Задания.
(a) Перепечатайте целиком отрывок о преподавании теории и методов истории, ничего не меняя.
(b) Соберите из записей все строки, где встречается слово «sweatshirt», и перепишите их.

Отрывок.
§ §

В других странах, свободных от наследия «советского тоталитаризма», бытуют иные подходы к решению задачи познакомить студентов с основами теоретико-методологических проблем в историографии. Например, в Массачусетском технологическом институте аналогичный курс называется «Теории и методы в изучении истории» (Theories and Methods in the Study of History) [7]. Любопытно проследить эволюцию тематики этой дисциплины. В 2010 году она касалась «конструирования и деконструкции истории в западной традиции», национальной истории (на примере США), пограничных регионов, глобальных перспектив, микроистории, экоистории, гендерной истории, индустриальной революции («Почему Британия?»), визуальной культуры, media studies и digital humanities. В 2014 году курс подвергся обновлению: из прежних тем сохранились только экоистория и digital humanities, на смену прочим пришли новые: «Транснациональная история», «Академические журналы», «Карты как история», «Публичная история», «История технологии и бизнеса», «Big History / вне истории» и др. Заметно, что планирование курса предполагает чередование разных подходов к теоретико-методологической проблематике: помимо привычной рамки направлений в центр обсуждения помещаются проблемы, концепты, практические задачи. Сама калейдоскопичность курса помогает понять студенту, что в науке не существует царского пути, а точек входа в исследование достаточно много.

§ §

Записи к заданию.
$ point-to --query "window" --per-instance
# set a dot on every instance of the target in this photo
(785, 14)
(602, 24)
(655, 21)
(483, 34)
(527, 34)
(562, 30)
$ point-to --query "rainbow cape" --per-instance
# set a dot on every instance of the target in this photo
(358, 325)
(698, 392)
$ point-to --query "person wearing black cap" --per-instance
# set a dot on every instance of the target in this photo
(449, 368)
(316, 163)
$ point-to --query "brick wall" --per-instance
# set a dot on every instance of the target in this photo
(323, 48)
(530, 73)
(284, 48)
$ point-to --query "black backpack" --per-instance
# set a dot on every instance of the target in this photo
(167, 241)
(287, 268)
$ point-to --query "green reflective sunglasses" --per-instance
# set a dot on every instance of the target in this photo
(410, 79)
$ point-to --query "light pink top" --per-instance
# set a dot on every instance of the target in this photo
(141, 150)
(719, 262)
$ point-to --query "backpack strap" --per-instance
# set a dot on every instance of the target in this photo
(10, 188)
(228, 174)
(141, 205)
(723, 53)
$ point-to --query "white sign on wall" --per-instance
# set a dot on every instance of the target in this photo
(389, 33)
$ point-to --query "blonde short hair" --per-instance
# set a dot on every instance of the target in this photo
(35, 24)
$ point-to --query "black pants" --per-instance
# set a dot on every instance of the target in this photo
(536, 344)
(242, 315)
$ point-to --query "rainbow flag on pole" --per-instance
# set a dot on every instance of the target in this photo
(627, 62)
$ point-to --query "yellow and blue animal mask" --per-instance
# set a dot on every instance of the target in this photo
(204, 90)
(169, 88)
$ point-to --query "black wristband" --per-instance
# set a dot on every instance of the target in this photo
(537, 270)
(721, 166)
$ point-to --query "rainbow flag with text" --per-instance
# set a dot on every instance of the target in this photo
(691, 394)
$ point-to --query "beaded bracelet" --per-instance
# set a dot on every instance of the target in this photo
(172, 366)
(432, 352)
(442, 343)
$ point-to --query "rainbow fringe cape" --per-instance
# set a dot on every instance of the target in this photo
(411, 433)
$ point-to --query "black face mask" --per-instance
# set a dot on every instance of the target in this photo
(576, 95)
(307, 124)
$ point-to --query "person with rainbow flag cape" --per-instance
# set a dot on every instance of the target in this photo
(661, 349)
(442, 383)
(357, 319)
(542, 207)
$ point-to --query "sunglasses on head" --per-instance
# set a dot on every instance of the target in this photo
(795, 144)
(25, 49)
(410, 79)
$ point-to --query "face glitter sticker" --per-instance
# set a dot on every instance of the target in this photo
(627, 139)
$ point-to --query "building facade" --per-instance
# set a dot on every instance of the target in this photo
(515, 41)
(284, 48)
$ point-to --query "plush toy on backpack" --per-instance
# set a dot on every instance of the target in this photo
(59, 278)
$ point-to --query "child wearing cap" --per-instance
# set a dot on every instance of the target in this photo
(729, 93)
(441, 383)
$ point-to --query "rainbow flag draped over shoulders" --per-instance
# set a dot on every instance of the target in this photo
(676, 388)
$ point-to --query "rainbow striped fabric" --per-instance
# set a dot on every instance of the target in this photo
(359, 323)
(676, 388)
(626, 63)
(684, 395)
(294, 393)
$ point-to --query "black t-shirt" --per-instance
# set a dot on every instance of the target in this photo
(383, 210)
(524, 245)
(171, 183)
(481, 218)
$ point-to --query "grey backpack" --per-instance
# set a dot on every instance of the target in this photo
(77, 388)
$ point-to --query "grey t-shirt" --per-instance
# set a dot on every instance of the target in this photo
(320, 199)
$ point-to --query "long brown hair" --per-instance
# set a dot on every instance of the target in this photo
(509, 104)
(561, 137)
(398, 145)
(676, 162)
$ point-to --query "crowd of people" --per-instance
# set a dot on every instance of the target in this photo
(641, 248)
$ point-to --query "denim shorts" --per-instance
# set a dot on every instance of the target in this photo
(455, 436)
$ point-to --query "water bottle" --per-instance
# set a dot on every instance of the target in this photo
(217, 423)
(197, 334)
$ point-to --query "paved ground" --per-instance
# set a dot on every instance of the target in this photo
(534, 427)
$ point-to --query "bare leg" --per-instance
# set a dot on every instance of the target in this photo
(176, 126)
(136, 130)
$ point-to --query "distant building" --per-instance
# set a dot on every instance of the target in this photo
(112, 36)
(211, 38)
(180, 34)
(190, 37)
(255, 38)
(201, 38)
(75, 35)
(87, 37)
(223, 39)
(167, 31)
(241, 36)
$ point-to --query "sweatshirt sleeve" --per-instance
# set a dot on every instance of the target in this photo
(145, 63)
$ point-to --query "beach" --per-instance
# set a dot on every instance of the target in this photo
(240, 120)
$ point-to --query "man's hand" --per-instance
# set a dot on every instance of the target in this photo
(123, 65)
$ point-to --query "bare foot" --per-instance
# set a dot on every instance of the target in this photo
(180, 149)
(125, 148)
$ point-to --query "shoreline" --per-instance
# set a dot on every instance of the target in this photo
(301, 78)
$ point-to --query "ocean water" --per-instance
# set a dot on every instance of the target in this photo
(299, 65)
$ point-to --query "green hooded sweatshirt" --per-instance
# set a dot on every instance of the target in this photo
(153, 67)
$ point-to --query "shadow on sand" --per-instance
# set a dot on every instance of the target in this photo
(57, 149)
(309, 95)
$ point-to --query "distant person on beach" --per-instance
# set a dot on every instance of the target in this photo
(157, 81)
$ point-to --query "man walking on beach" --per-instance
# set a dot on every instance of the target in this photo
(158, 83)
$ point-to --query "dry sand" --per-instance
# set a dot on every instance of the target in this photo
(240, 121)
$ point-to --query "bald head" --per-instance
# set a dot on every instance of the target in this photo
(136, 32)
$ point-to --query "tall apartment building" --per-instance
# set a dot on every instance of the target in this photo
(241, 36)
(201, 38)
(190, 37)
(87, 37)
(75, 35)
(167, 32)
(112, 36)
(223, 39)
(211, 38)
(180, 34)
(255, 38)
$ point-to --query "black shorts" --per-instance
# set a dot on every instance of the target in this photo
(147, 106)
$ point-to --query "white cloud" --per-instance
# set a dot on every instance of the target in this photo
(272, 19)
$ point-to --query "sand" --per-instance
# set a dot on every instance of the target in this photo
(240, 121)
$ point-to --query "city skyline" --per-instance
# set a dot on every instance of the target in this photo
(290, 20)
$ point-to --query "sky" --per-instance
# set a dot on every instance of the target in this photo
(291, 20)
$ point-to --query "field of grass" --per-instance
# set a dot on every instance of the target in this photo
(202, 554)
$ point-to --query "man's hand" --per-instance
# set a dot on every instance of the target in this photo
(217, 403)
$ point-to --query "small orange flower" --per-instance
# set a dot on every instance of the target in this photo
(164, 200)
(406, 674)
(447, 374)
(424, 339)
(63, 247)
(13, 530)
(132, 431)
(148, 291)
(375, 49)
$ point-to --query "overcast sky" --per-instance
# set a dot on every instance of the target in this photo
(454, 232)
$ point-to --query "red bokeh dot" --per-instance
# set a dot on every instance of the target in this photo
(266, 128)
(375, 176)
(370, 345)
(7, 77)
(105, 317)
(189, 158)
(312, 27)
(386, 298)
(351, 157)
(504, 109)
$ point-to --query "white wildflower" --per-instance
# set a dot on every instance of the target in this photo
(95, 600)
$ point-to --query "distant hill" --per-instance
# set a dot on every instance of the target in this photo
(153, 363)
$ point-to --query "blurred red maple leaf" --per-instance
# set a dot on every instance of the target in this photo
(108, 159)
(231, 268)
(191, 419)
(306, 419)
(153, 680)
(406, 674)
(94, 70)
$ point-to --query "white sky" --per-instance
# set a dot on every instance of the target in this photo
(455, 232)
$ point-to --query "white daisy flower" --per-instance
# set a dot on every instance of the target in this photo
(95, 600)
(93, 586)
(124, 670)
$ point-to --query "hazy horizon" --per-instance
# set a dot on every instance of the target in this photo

§ §

Ответы.
(a)
В других странах, свободных от наследия «советского тоталитаризма», бытуют иные подходы к решению задачи познакомить студентов с основами теоретико-методологических проблем в историографии. Например, в Массачусетском технологическом институте аналогичный курс называется «Теории и методы в изучении истории» (Theories and Methods in the Study of History) [7]. Любопытно проследить эволюцию тематики этой дисциплины. В 2010 году она касалась «конструирования и деконструкции истории в западной традиции», национальной истории (на примере США), пограничных регионов, глобальных перспектив, микроистории, экоистории, гендерной истории, индустриальной революции («Почему Британия?»), визуальной культуры, media studies и digital humanities. В 2014 году курс подвергся обновлению: из прежних тем сохранились только экоистория и digital humanities, на смену прочим пришли новые: «Транснациональная история», «Академические журналы», «Карты как история», «Публичная история», «История технологии и бизнеса», «Big History / вне истории» и др. Заметно, что планирование курса предполагает чередование разных подходов к теоретико-методологической проблематике: помимо привычной рамки направлений в центр обсуждения помещаются проблемы, концепты, практические задачи. Сама калейдоскопичность курса помогает понять студенту, что в науке не существует царского пути, а точек входа в исследование достаточно много.

(b)
$ point-to --query "sweatshirt sleeve" --per-instance
$ point-to --query "green hooded sweatshirt" --per-instance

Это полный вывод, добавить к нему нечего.